> _Uraian Tugas_
Ambil seluruh teks tentang sistem kepemiluan dan kepartaian di bawah ini, lalu tulis ulang tanpa mengubah satu kata pun.

Rabu, 11 Agustus 2021

Sistem Kepemiluan dan Kepartaian

OLEH : SYAIFUL HIDAYATULLAH

 

Sejarah pemilu bangsa Indonesia mengalami proses dirupsi dalam perkembangannya, mulai dari Orla, Orba, sampai reformasi. Sejarah pemilu pada era ORLA paling demokratis di Indonesia adalah terjadi pada tahun 1955. Pemiilu pada tahun 1955 dinilai sebagai pemilu paling demokratis sepanjang sejarah bangsa Indonesia, yang notabene keadaan negara pada saat itu dalam keadaan sembrawut akan tetapi dapat menjalankan system pemilu dengan begitu demokratis sepanjang sejarah bangsa Indonesia. Peralihan kekuasaan dari Orla ke ORBA adalah perubahan peralihan yang menjadikan system pemilu bangsa Indonesia yang awalnya dipilih langsung oleh rakyat sudah tidak lagi diberlakukan. Pada masa ORBA segala sesuatunya, termasuk system pemilu diarahkan untuk tetap memilih ORBA yang notabene partai golkar sebagai partai atau alat yang dijadikan oleh ORBA untuk kepentingan melanggengkan kekuasaannya. Keberadaan partai pada ORBA terbilang sangat sesdikit, dan hamper pada ORBA tidak terlalu banyak aktivis maupun politisi yang melakukan kritik atas ORBA. Pengontrolan penuh ORBA dalam berbagai macam sector ini dengan melibatkan ABRI sebagai intitusi yang dapat melakukan pembungkaman terhadap kelompok-kelompok yang membangun diskursus.

Entri identifikasi lokasi

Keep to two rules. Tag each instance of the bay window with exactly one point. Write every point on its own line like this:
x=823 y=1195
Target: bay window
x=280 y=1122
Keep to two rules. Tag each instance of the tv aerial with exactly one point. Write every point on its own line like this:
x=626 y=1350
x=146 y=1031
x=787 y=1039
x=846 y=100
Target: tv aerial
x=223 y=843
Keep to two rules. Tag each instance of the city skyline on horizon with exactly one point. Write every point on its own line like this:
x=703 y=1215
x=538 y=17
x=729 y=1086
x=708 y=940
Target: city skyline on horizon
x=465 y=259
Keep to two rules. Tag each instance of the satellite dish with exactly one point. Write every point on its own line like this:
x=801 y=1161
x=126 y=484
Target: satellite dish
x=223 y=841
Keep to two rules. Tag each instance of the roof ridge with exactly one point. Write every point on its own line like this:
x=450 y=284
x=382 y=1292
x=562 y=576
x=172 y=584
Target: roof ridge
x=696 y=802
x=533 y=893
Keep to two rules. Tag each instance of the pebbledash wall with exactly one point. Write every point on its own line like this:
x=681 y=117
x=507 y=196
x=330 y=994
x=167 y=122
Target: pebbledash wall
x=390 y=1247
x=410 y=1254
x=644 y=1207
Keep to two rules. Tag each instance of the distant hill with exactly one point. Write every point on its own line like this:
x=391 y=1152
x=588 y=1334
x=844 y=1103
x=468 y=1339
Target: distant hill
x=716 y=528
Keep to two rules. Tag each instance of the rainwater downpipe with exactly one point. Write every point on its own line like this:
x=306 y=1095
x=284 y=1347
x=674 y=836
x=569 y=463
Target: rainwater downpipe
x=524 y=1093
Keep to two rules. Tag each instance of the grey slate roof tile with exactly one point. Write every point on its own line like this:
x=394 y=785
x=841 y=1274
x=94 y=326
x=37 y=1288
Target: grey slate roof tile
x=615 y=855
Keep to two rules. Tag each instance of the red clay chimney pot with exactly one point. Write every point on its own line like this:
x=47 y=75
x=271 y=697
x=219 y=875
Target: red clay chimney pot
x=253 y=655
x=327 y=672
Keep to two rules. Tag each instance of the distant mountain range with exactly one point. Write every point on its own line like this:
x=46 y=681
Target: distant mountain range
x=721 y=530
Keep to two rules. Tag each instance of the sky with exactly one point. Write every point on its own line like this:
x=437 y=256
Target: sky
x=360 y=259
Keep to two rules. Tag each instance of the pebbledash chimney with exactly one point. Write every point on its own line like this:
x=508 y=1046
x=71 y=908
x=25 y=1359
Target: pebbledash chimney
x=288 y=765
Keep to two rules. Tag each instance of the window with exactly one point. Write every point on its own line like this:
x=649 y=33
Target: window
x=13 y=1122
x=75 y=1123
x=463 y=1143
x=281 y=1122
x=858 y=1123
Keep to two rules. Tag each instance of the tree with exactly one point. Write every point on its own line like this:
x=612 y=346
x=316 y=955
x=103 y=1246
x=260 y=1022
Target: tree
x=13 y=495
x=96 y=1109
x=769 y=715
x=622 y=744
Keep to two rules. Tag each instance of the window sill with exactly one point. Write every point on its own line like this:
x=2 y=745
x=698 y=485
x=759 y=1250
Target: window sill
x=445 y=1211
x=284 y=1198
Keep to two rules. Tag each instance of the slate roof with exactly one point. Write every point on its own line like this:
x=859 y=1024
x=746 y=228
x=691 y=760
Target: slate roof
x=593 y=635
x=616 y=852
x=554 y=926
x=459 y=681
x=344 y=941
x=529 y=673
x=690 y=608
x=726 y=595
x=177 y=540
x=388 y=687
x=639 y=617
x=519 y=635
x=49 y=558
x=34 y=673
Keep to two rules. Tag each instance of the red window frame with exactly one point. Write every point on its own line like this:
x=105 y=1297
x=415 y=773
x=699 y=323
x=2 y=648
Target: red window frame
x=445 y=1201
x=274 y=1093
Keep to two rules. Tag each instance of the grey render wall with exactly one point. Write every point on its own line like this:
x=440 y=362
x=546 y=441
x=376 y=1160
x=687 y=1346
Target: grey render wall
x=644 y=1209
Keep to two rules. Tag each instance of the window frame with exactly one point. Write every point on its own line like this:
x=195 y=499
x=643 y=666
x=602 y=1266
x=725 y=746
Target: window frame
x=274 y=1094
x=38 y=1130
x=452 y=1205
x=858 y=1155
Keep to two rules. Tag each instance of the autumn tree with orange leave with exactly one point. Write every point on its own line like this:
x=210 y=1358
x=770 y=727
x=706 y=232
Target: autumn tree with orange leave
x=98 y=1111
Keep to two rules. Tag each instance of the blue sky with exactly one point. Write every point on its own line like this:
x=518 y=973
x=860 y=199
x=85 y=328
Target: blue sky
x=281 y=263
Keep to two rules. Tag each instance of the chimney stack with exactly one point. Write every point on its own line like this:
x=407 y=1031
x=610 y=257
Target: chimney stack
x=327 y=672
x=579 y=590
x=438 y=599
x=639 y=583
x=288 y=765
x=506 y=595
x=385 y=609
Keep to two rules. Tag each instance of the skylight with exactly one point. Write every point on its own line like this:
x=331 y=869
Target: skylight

> _Jawaban Soal_
Rabu, 11 Agustus 2021

Sistem Kepemiluan dan Kepartaian

OLEH : SYAIFUL HIDAYATULLAH

 

Sejarah pemilu bangsa Indonesia mengalami proses dirupsi dalam perkembangannya, mulai dari Orla, Orba, sampai reformasi. Sejarah pemilu pada era ORLA paling demokratis di Indonesia adalah terjadi pada tahun 1955. Pemiilu pada tahun 1955 dinilai sebagai pemilu paling demokratis sepanjang sejarah bangsa Indonesia, yang notabene keadaan negara pada saat itu dalam keadaan sembrawut akan tetapi dapat menjalankan system pemilu dengan begitu demokratis sepanjang sejarah bangsa Indonesia. Peralihan kekuasaan dari Orla ke ORBA adalah perubahan peralihan yang menjadikan system pemilu bangsa Indonesia yang awalnya dipilih langsung oleh rakyat sudah tidak lagi diberlakukan. Pada masa ORBA segala sesuatunya, termasuk system pemilu diarahkan untuk tetap memilih ORBA yang notabene partai golkar sebagai partai atau alat yang dijadikan oleh ORBA untuk kepentingan melanggengkan kekuasaannya. Keberadaan partai pada ORBA terbilang sangat sesdikit, dan hamper pada ORBA tidak terlalu banyak aktivis maupun politisi yang melakukan kritik atas ORBA. Pengontrolan penuh ORBA dalam berbagai macam sector ini dengan melibatkan ABRI sebagai intitusi yang dapat melakukan pembungkaman terhadap kelompok-kelompok yang membangun diskursus.